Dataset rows
>> BEGIN
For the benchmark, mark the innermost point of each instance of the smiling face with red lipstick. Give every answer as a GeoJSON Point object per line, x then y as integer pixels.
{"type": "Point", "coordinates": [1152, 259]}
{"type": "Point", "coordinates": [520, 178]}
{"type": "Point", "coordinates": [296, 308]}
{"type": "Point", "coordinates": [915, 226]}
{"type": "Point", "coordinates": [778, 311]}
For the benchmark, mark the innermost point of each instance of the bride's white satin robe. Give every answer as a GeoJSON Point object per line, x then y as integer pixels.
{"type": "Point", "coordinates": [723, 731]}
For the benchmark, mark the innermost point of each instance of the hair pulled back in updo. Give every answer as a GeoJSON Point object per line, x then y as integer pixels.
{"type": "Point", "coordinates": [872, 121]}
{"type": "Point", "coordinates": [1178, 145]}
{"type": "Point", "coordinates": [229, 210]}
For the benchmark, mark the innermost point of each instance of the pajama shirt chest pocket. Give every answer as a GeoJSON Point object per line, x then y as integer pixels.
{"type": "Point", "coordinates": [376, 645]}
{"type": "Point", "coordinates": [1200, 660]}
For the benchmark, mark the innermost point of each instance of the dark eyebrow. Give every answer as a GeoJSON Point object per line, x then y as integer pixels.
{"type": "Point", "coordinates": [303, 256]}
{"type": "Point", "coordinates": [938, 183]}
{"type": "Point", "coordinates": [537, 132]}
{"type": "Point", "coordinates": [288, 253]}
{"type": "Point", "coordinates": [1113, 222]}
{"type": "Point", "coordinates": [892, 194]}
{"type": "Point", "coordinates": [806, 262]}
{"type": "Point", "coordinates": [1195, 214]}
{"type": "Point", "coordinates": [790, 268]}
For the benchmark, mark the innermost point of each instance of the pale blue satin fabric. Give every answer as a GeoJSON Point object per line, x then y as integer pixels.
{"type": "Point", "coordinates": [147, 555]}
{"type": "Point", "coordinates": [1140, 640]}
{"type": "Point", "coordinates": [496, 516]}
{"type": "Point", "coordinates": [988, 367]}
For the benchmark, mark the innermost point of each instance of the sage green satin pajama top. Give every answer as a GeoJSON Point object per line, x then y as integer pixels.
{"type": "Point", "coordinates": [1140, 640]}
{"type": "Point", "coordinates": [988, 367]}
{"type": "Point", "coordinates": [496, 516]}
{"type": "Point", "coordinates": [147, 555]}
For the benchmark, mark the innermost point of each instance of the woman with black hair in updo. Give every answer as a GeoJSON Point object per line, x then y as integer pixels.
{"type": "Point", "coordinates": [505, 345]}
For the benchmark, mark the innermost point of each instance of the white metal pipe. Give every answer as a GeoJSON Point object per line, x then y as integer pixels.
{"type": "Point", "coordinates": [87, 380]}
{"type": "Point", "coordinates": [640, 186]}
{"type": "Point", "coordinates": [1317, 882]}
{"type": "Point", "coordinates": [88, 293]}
>> END
◆ **Stated exercise**: Take the records from the line containing "of the woman" through the last line of the records, and switch every "innermost point" to "central point". Reproduce only those lines, leaving everything else in them unchanged.

◆ **Completed task**:
For the benchmark, mark the central point of each instance of the woman with black hair in updo. Give every answer as a GeoJSON Point object per line, x then y as integer pixels.
{"type": "Point", "coordinates": [505, 345]}
For the benchmark, mark the central point of each instance of the white metal pipe. Give every answer as a GeoJSON Point object per line, x then y as integer pixels.
{"type": "Point", "coordinates": [87, 380]}
{"type": "Point", "coordinates": [640, 186]}
{"type": "Point", "coordinates": [1317, 882]}
{"type": "Point", "coordinates": [88, 293]}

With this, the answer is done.